Given entries:
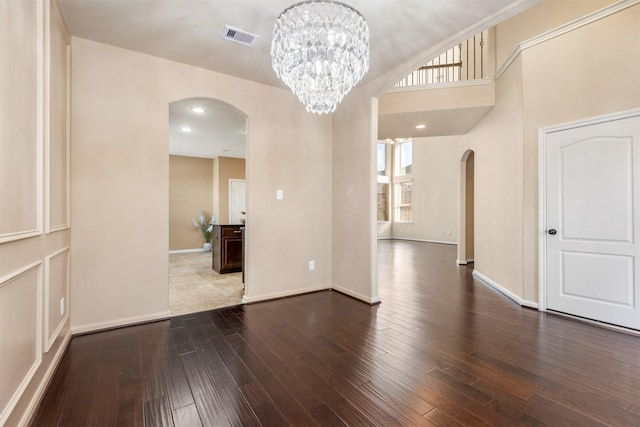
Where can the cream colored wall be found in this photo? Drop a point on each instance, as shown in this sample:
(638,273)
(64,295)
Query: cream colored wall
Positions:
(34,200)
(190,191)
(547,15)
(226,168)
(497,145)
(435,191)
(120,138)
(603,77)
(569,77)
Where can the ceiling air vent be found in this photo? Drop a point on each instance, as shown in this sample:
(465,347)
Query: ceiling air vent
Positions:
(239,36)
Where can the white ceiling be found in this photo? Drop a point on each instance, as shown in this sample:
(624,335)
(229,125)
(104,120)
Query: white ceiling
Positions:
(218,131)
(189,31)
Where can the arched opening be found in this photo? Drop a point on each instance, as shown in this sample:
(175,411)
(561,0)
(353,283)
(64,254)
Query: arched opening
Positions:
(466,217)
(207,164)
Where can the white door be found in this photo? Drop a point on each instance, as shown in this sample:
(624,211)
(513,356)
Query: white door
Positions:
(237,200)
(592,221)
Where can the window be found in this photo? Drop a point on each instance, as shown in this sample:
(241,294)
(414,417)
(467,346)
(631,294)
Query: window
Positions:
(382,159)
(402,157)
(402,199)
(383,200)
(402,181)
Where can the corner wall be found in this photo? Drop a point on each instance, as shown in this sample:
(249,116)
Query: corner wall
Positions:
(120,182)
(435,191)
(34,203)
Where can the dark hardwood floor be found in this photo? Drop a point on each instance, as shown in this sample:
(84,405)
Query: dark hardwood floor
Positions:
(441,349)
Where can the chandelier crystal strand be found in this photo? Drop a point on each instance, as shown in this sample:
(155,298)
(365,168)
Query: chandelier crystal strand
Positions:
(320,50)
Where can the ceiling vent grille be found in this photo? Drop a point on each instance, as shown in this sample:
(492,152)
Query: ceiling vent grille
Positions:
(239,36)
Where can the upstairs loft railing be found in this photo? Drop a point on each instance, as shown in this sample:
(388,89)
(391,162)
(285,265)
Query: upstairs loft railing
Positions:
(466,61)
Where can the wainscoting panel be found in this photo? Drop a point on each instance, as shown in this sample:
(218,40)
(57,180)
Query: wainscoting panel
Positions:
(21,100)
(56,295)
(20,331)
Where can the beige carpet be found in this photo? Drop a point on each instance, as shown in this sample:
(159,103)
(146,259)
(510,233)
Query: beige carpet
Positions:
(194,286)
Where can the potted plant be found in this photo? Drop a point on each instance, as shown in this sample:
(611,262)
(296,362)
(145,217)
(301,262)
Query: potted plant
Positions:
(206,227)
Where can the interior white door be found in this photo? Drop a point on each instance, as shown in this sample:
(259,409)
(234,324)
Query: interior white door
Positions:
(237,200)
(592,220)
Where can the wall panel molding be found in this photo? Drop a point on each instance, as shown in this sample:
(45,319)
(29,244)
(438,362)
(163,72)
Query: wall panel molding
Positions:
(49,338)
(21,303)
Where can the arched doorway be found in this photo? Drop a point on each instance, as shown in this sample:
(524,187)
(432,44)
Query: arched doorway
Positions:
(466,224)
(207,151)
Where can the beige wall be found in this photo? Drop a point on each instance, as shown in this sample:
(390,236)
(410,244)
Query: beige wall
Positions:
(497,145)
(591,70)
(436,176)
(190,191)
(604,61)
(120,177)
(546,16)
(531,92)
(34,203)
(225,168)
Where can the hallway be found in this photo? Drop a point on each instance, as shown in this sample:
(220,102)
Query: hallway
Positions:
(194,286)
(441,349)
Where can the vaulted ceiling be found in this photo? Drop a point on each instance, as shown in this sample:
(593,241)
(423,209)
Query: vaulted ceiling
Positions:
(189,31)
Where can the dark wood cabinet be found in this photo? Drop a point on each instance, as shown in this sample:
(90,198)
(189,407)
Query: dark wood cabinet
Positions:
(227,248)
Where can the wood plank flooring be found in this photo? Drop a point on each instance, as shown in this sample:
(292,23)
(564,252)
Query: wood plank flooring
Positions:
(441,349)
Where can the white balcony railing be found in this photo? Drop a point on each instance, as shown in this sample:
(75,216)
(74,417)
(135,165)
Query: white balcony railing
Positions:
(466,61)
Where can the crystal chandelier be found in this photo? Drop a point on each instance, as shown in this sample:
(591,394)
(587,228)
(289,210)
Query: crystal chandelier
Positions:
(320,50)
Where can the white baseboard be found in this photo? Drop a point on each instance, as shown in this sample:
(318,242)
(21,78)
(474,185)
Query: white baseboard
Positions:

What to work on: Restate each entry word for word, leaving out any pictures.

Exercise result:
Where can the cream colored wall be found in this photo? Drop a point on each instance, as shown in this sample:
(638,273)
(64,295)
Query: cream colored wall
Positions:
(34,200)
(190,191)
(547,15)
(226,168)
(497,145)
(435,191)
(120,138)
(603,77)
(569,77)
Where can the ceiling air vent be found in this photo? Drop a point on each instance, as shown in this sample:
(465,347)
Query: ceiling air vent
Positions:
(239,36)
Where can the white ceiling be found in this photo? Drop a point on each instance, as shown in this sample:
(624,335)
(229,125)
(104,120)
Query: white ceiling
Positions:
(218,131)
(189,31)
Where can the arched opening be found in this photo? Drop a point on each instance, as shown in this sample:
(175,411)
(561,0)
(353,283)
(64,254)
Query: arched opening
Positions:
(466,217)
(207,164)
Where can the white door be found in this photo? Drop a point on each instance, as shown in this sample:
(624,211)
(513,356)
Query: white door
Positions:
(237,200)
(592,221)
Where can the window be found in this photo? Drop a point on each instance, as shown in this sample:
(241,294)
(414,417)
(467,346)
(631,294)
Query: window
Positions:
(382,159)
(402,157)
(402,199)
(383,200)
(402,181)
Where can the corner wall be found in this photo? Drop a point on each instance, as shown in this sample:
(249,116)
Query: corner wall
Positions:
(120,182)
(435,191)
(34,203)
Where can the dark hardwood floor be found in this photo? Drop a point on each instance, as shown in this sample:
(84,405)
Query: dark hardwood floor
Positions:
(441,349)
Where can the chandelier crystal strand be found in this photo? Drop a point on each instance, as shown in this sample:
(155,298)
(365,168)
Query: chandelier crystal strand
Positions:
(320,50)
Where can the ceiling vent grille be found in this photo? Drop a point on each instance, as shown in this sample:
(492,152)
Query: ceiling vent grille
Positions:
(239,36)
Where can the upstairs loft railing be found in this photo? Drop a point on each instance, as shown in this sample:
(388,89)
(391,162)
(285,265)
Query: upstairs loft railing
Positions:
(466,61)
Where can the wainscoting panel be found in this photo? Drop a point on each instance, as shown in this sample:
(218,40)
(57,180)
Query: wainscoting panel
Positions:
(21,100)
(56,295)
(20,331)
Where can the beige carpet be found in this photo? Drop a point on each instance, as shown in this sample:
(159,103)
(146,259)
(510,233)
Query: beige carpet
Positions:
(194,286)
Where can the potted plant be found in this photo? Drop a point on each instance, as shown in this sample:
(611,262)
(296,362)
(145,217)
(301,262)
Query: potted plant
Positions:
(206,227)
Where can the interior white door be found in this photo? Drop a point on each instance, as shown in this sample:
(259,409)
(234,324)
Query: interior white door
Positions:
(237,200)
(592,220)
Where can the wall panel molding be found in this photo? Drop a point on each instance, as shown in this sample:
(45,319)
(29,244)
(438,362)
(163,72)
Query: wall panel molding
Positions:
(49,338)
(21,303)
Where can the arched doorway be found in this photo? Drop a point on each instance, as shown in this sample:
(524,187)
(432,44)
Query: arched doorway
Positions:
(466,224)
(207,151)
Where can the beige wall be found in this photo? Drop a point on each instance, as shown in this sample:
(390,236)
(410,244)
Query: beige wall
Positions:
(497,145)
(591,70)
(436,176)
(190,191)
(604,61)
(120,177)
(546,16)
(531,92)
(34,203)
(225,168)
Where can the hallway be found in this photo? Drop a point on each instance, as shown in this sample:
(220,102)
Query: hallway
Positions:
(194,286)
(441,349)
Where can the vaulted ceiling be found in this photo? Drop a point on each instance, as shown in this sample:
(593,241)
(423,209)
Query: vaulted ceiling
Positions:
(189,31)
Where can the dark wood cabinet be found in this photo? Drop a point on each instance, as shown in this sample:
(90,198)
(189,407)
Query: dark wood cabinet
Positions:
(227,248)
Where can the wood plank flooring be found in this photo? Drop a point on each instance, as shown in this sample:
(292,23)
(564,252)
Query: wood plank flooring
Positions:
(441,349)
Where can the white balcony railing be found in this photo? Drop a point on each instance, as shown in this sample:
(75,216)
(74,417)
(135,165)
Query: white balcony railing
Positions:
(466,61)
Where can the crystal chandelier be found in this photo? Drop a point on each instance, as shown in this sample:
(591,394)
(587,228)
(289,210)
Query: crystal chandelier
Positions:
(320,50)
Where can the white baseboard be found in this photo? Drop a point on each instance, as shown in this sample:
(318,242)
(21,78)
(474,185)
Query: white baseboard
Positions:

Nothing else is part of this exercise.